-- Given data start --

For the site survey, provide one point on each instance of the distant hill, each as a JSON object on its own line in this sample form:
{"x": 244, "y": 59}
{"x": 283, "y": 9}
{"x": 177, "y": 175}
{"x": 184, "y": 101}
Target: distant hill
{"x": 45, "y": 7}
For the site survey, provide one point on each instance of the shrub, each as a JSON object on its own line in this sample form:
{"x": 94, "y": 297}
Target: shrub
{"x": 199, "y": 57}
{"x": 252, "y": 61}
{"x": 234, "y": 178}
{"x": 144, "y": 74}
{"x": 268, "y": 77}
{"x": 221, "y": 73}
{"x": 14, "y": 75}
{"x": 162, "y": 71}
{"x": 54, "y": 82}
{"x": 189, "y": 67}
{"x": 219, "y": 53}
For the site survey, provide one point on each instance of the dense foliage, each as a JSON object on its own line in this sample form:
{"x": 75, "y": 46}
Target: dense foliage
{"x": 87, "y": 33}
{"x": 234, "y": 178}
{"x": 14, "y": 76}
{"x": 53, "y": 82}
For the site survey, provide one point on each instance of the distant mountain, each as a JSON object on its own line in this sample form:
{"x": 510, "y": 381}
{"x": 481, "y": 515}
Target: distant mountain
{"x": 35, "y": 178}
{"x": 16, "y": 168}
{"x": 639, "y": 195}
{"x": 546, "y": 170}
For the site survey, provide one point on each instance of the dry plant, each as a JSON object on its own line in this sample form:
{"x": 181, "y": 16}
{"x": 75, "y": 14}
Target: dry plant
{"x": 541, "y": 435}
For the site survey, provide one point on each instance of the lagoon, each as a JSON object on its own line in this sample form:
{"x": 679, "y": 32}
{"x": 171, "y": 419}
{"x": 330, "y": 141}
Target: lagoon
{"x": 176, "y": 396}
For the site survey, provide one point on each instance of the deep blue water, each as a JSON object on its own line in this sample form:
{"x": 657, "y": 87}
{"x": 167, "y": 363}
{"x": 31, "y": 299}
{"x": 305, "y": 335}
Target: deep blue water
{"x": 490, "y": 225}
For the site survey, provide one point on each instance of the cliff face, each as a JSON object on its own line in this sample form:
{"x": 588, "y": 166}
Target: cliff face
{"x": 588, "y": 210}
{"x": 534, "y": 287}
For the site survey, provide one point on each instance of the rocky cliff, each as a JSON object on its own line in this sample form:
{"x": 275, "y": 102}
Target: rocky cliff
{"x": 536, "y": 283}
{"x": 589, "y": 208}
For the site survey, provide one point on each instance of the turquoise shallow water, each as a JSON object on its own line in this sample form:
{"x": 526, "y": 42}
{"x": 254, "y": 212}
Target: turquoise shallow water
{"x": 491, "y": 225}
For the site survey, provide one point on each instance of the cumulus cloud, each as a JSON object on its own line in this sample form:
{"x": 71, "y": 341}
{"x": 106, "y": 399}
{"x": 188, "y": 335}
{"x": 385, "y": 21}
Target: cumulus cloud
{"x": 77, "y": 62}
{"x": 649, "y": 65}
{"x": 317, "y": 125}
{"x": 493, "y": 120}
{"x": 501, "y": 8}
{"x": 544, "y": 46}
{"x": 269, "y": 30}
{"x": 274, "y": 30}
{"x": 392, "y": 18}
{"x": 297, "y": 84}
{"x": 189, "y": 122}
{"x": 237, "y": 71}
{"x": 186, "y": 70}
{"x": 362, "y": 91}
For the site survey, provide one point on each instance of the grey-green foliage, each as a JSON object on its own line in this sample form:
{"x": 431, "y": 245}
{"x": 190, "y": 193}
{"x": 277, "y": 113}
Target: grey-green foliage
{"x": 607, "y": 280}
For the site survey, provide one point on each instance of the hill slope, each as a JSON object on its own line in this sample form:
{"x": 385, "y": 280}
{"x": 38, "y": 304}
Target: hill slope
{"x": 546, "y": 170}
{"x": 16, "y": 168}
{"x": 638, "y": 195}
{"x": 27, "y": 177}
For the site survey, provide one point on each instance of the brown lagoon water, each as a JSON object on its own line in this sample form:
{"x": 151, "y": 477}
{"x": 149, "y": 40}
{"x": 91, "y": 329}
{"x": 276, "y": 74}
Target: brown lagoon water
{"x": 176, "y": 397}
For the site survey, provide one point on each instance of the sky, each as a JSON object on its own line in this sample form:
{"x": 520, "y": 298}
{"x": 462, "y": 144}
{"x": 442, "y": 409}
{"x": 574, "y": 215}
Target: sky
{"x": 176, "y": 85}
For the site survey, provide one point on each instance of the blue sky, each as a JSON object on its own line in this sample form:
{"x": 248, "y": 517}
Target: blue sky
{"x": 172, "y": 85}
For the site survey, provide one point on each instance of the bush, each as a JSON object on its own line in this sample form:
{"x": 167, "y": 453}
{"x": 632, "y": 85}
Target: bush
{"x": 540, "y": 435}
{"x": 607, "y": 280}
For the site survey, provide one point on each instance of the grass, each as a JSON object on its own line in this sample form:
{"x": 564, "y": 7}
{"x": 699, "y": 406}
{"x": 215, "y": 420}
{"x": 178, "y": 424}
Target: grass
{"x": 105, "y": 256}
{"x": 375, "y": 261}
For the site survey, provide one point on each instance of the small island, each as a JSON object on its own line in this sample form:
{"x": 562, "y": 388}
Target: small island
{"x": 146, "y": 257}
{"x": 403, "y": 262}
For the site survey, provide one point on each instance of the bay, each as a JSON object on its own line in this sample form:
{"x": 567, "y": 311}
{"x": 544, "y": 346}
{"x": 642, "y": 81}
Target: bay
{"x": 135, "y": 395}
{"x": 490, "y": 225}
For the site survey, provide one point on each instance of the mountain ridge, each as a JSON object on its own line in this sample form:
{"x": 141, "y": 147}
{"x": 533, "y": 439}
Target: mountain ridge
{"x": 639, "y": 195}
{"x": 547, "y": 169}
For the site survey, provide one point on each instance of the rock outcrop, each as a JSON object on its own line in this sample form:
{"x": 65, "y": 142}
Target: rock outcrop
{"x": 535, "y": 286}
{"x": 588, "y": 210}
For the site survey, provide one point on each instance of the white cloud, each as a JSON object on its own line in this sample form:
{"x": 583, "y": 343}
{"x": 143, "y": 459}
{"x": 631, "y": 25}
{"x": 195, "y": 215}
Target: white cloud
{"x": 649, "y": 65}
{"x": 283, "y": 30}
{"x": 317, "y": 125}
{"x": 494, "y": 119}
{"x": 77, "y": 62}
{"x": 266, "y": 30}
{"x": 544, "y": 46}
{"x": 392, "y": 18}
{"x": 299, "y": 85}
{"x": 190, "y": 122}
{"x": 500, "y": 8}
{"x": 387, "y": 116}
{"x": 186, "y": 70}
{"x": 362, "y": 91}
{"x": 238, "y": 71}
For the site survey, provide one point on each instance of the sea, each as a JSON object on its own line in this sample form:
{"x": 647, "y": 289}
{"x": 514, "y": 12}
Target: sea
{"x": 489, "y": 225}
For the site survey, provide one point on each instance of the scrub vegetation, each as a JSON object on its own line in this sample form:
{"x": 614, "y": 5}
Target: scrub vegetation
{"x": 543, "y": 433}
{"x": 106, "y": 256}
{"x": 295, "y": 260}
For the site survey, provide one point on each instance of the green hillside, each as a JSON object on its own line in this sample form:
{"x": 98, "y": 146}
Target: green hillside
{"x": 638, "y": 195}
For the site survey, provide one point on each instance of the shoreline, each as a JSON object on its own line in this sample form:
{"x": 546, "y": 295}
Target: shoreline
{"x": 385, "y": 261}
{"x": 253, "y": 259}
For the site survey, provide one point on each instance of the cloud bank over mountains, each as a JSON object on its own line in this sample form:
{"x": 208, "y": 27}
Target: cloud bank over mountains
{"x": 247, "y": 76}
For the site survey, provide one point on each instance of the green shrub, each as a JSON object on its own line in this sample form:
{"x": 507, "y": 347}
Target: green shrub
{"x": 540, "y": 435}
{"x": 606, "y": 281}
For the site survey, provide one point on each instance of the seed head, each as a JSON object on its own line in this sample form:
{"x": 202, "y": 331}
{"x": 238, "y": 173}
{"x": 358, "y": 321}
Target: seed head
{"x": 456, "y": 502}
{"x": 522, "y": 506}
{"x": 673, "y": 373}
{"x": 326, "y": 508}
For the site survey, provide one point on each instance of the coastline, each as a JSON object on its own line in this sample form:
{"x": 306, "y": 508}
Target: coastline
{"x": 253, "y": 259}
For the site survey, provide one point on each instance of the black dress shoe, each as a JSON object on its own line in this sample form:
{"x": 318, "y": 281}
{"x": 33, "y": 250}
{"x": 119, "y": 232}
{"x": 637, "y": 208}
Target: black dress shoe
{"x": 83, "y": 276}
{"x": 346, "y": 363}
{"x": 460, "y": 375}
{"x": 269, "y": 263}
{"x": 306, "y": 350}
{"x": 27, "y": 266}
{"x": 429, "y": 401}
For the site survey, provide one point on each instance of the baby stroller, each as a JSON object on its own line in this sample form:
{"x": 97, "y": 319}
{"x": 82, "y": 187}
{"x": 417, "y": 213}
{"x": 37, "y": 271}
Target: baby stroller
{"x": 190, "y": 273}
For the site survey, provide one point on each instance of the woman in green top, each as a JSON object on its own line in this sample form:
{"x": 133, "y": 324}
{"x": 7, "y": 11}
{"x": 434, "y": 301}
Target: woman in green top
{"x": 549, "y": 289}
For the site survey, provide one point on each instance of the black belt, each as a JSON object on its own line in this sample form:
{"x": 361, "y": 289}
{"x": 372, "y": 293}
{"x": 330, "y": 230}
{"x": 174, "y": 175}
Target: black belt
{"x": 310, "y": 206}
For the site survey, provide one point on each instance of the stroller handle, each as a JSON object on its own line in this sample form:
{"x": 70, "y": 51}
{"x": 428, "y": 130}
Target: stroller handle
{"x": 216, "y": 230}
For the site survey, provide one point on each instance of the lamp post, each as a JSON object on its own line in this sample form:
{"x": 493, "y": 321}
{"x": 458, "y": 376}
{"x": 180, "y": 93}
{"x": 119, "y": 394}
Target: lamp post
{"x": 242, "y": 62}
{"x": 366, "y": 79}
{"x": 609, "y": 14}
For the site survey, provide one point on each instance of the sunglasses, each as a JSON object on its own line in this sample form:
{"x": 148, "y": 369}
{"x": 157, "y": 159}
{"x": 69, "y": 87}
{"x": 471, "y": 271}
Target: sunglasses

-- Given data end --

Work instructions:
Give again only the lines starting at the one that contains "the coastline, each" and running to the end of the data.

The response:
For the site survey, provide one point on each instance of the coastline, each as a JSON object on its own line in this sample form:
{"x": 306, "y": 508}
Target: coastline
{"x": 253, "y": 259}
For the site survey, provide one point on each instance of the black dress shoe, each as a JSON object on its own line in this sample form:
{"x": 318, "y": 281}
{"x": 33, "y": 250}
{"x": 119, "y": 232}
{"x": 637, "y": 208}
Target: black dress shoe
{"x": 83, "y": 276}
{"x": 346, "y": 363}
{"x": 460, "y": 375}
{"x": 269, "y": 263}
{"x": 306, "y": 350}
{"x": 27, "y": 266}
{"x": 429, "y": 401}
For the site survey, provide one point on each instance of the baby stroller, each as a JSON object on its own line in this sample form:
{"x": 97, "y": 319}
{"x": 82, "y": 187}
{"x": 417, "y": 213}
{"x": 37, "y": 271}
Target: baby stroller
{"x": 190, "y": 273}
For the site survey, provide one point on each instance of the woman in green top, each as a JSON object on its own line in this sample form:
{"x": 133, "y": 324}
{"x": 7, "y": 11}
{"x": 434, "y": 301}
Target: woman in green top
{"x": 549, "y": 289}
For the site survey, provide one point on each instance of the black belt, each as a JSON object on its own line in this sample form:
{"x": 361, "y": 289}
{"x": 372, "y": 293}
{"x": 330, "y": 230}
{"x": 174, "y": 175}
Target: black belt
{"x": 310, "y": 206}
For the site survey, provide one point on each instance of the stroller handle, each as a JSON object on its own line in this sample form:
{"x": 70, "y": 51}
{"x": 428, "y": 130}
Target: stroller handle
{"x": 216, "y": 230}
For the site survey, provide one point on each instance of the lamp post, each as a JSON object on its own line in this sample form:
{"x": 493, "y": 321}
{"x": 458, "y": 376}
{"x": 180, "y": 93}
{"x": 119, "y": 394}
Target: lamp post
{"x": 242, "y": 62}
{"x": 366, "y": 79}
{"x": 609, "y": 14}
For the site survey, provide one point on each instance of the sunglasses, each as a JSON object on its own line in this sample form:
{"x": 148, "y": 369}
{"x": 157, "y": 159}
{"x": 69, "y": 87}
{"x": 471, "y": 271}
Target: sunglasses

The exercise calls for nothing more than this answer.